In this exercise, reproduce all the entries that follow exactly.

Point annotation records:

* start *

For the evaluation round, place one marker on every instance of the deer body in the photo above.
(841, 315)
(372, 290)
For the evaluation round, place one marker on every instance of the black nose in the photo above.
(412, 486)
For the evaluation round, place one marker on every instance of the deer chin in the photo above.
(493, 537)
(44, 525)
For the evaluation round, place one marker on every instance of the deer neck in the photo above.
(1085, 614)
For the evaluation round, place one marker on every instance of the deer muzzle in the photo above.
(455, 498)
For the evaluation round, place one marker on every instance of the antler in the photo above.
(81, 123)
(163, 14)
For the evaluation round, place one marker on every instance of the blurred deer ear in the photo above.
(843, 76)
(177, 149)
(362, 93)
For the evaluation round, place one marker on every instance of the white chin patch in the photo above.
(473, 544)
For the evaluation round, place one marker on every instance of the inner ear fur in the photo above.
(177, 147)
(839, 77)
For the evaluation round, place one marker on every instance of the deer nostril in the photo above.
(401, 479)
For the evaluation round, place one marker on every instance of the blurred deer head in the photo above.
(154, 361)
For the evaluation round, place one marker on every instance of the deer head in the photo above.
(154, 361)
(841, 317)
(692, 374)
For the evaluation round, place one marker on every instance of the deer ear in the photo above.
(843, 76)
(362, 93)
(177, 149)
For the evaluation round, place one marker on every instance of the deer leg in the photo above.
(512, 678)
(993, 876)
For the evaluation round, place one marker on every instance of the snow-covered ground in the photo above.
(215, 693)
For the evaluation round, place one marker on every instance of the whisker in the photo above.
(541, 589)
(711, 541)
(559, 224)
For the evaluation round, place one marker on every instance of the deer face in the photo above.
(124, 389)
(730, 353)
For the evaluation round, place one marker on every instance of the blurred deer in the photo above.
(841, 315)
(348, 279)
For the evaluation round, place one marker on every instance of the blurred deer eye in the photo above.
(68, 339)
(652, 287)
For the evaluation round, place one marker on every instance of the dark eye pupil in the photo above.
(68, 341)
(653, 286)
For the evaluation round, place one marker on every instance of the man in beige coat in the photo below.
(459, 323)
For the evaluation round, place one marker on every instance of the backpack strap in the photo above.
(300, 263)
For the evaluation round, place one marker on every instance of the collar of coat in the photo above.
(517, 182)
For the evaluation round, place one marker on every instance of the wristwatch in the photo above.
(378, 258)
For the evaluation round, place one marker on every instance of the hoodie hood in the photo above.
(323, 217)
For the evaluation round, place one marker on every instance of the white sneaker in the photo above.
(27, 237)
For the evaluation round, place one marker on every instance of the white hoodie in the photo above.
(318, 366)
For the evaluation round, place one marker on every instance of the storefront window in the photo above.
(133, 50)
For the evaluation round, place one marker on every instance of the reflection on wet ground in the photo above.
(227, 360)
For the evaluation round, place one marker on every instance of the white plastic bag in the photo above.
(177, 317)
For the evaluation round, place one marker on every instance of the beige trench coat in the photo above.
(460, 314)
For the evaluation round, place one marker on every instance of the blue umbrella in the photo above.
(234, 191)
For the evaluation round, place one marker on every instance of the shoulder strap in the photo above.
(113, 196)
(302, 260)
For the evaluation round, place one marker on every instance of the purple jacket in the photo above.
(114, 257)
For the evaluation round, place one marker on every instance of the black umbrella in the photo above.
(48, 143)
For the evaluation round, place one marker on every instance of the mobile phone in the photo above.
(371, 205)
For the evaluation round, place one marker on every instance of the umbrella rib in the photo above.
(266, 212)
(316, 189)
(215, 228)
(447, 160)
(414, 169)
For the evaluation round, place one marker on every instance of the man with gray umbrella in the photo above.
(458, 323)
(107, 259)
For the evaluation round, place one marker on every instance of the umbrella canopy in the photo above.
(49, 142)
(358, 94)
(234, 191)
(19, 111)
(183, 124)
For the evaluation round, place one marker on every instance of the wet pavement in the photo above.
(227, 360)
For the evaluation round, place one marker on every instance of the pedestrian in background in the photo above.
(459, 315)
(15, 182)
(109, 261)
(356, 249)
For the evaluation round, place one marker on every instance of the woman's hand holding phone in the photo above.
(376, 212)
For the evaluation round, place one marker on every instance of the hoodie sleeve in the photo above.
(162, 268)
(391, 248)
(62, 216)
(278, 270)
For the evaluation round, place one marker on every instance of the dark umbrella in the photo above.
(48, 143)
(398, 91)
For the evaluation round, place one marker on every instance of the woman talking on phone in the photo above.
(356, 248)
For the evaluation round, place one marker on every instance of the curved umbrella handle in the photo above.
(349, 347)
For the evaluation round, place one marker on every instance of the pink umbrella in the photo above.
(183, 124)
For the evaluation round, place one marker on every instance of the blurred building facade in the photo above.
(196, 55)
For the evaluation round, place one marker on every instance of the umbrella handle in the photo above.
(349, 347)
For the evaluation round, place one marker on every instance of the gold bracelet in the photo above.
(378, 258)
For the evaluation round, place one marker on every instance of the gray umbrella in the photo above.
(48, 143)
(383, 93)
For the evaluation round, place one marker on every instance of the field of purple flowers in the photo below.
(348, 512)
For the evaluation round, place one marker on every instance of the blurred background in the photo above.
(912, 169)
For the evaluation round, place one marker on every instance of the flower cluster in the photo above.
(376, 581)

* end *

SOLUTION TO THIS PROBLEM
For the evaluation round, place one marker on every instance of the deer body in the photo above.
(841, 315)
(372, 290)
For the evaluation round, place one marker on every instance of the black nose in the photo above.
(412, 486)
For the evaluation round, place one marker on every instance of the deer chin in the photo above.
(493, 537)
(44, 525)
For the evaluation round, place one marker on every instance of the deer neck in the photo above.
(1085, 614)
For the evaluation round, place one marker on every instance of the deer muzzle in the photo above.
(455, 498)
For the evaluation round, place one marker on every instance of the antler in the photo above.
(81, 123)
(163, 14)
For the evaluation round, place one marker on every instance of the blurred deer ear in the photo above.
(843, 76)
(177, 149)
(362, 93)
For the evaluation round, place one marker on every instance of the white chin patch in the photo above.
(473, 544)
For the evaluation round, place one marker on every instance of the inner ear fur in the photo above.
(177, 147)
(839, 77)
For the evaluation round, place one marker on every instance of the deer nostril in the photo above.
(401, 479)
For the evaluation round, place one marker on every instance of the blurred deer head in the photo above.
(154, 361)
For the evaluation round, place one marker on every instance of the deer head in the photo above.
(154, 361)
(841, 317)
(692, 374)
For the evaluation round, place one marker on every instance of the deer ear in the photo above.
(843, 76)
(362, 93)
(177, 149)
For the evaluation round, place one marker on every instance of the deer leg in the photo above.
(512, 678)
(993, 876)
For the evaluation round, place one marker on every instance of the snow-covered ground in the photo above.
(215, 693)
For the evaluation round, place one marker on every instance of the whisker in the photo above.
(541, 589)
(711, 541)
(559, 224)
For the evaluation round, place one marker on every instance of the deer face in the photo above.
(124, 389)
(730, 353)
For the evaluation round, place one marker on every instance of the blurred deer in the photo above.
(841, 315)
(348, 279)
For the evaluation round, place one marker on every instance of the blurred deer eye in the photo above.
(68, 339)
(652, 287)
For the evaluation round, place one marker on every instance of the dark eye pupil in the photo above.
(68, 341)
(653, 286)
For the evaluation round, place one marker on every instance of the man in beige coat in the photo below.
(459, 323)
For the evaluation round, place one marker on every instance of the backpack strap in the photo above.
(300, 263)
For the evaluation round, place one marker on every instance of the collar of coat in the photo above.
(517, 182)
For the evaluation round, place one marker on every instance of the wristwatch in the photo above.
(378, 258)
For the evaluation round, place one marker on every instance of the hoodie hood in the photo above.
(323, 217)
For the evaluation round, place one marker on every instance of the white sneaker in the photo above.
(27, 237)
For the evaluation round, place one marker on every instance of the white hoodie in the photo above.
(318, 366)
For the evaluation round, place one marker on every instance of the storefront window in the photo above.
(133, 50)
For the evaluation round, place one marker on every instance of the reflection on wet ground in the photo above.
(227, 360)
For the evaluation round, place one marker on every instance of the white plastic bag in the photo above.
(177, 317)
For the evaluation round, place one marker on every instance of the beige trench coat in the photo above.
(460, 314)
For the evaluation round, place one marker on every instance of the blue umbrella in the photo above.
(234, 191)
For the evaluation round, place one marker on every instance of the shoulder strap in the photo above.
(113, 196)
(302, 260)
For the evaluation round, place one marker on every instance of the purple jacket in the photo above.
(114, 257)
For the evaluation round, place one marker on every instance of the black umbrella in the photo above.
(48, 143)
For the evaluation round, place one marker on every instance of the mobile phone in the photo above.
(371, 205)
For the evaluation round, place one marker on every instance of the umbrella rib in the photo above.
(266, 212)
(316, 189)
(215, 228)
(447, 160)
(414, 169)
For the evaluation round, place one marker on every instance of the man with gray umbrella in the photo above.
(458, 323)
(107, 259)
For the evaluation round, place one marker on every instance of the umbrella canopy in the photo above.
(49, 142)
(358, 94)
(234, 191)
(19, 111)
(183, 124)
For the evaluation round, place one marker on every instance of the wet pavement in the photo above.
(227, 360)
For the evaluation round, place one marker on every instance of the pedestrian in background in the photo above.
(459, 315)
(15, 182)
(109, 261)
(356, 249)
For the evaluation round, place one marker on every instance of the woman's hand holding phone in the photo above.
(376, 212)
For the evaluation round, place one marker on every instance of the hoodie sleeve in the photo above.
(162, 268)
(391, 248)
(62, 216)
(278, 270)
For the evaluation round, place one marker on every instance of the dark umbrella in the photo above.
(48, 143)
(398, 91)
For the evaluation round, place one marker on every instance of the woman talking on phone in the photo above.
(356, 248)
For the evaluation round, place one marker on every instance of the curved umbrella handle in the photo above.
(349, 347)
For the evaluation round, place one marker on every instance of the pink umbrella in the photo above.
(183, 124)
For the evaluation round, place one marker on every instance of the blurred building facade in the photo above.
(196, 55)
For the evaluation round, place one marker on every instance of the umbrella handle in the photo above.
(349, 347)
For the evaluation round, place one marker on every instance of the gold bracelet in the photo above.
(378, 258)
For the evaluation round, place one marker on every instance of the gray umbrella in the photo above.
(48, 143)
(383, 93)
For the evaluation round, place one marker on every instance of the field of purple flowers in the photo below.
(348, 512)
For the evaluation round, place one marker on every instance of the blurred background in the photo above.
(912, 169)
For the evaluation round, place one marker on every instance of the flower cluster in the photo above.
(376, 581)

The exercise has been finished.